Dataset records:

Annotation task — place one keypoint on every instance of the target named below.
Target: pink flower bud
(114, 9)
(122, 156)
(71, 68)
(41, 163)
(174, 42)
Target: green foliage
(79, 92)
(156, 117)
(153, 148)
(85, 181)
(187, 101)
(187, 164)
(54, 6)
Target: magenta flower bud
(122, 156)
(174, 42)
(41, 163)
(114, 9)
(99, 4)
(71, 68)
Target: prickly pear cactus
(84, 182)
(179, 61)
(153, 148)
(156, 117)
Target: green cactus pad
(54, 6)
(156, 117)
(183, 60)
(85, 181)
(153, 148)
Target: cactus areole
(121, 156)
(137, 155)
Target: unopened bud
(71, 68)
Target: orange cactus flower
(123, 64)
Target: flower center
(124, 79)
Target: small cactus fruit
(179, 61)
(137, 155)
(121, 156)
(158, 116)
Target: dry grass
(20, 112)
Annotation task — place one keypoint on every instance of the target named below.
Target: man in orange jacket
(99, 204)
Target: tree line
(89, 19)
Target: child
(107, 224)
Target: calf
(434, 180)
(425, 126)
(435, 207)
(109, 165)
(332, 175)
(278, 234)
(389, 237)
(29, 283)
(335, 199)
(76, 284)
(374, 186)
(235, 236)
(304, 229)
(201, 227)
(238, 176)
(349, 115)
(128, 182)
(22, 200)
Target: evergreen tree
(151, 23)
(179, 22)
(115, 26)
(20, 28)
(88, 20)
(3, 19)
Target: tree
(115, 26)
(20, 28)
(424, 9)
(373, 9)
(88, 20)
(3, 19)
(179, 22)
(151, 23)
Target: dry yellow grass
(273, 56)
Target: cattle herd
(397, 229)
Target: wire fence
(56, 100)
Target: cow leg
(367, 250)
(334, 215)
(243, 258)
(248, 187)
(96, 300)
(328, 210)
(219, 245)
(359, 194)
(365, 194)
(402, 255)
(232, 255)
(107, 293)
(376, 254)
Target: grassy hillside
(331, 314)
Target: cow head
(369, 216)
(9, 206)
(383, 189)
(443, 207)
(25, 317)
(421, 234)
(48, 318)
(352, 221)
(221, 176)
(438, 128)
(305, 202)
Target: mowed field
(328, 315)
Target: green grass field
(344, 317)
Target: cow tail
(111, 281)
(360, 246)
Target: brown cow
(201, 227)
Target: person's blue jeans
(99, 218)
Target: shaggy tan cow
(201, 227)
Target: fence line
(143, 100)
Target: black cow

## WORK INSTRUCTION:
Your output should be the lines from the one with "Target: brown cow" through the end of the records above, copied exactly.

## ANSWER BOX:
Target: brown cow
(201, 227)
Target: person's blue jeans
(99, 218)
Target: shaggy tan cow
(201, 227)
Target: fence line
(143, 100)
Target: black cow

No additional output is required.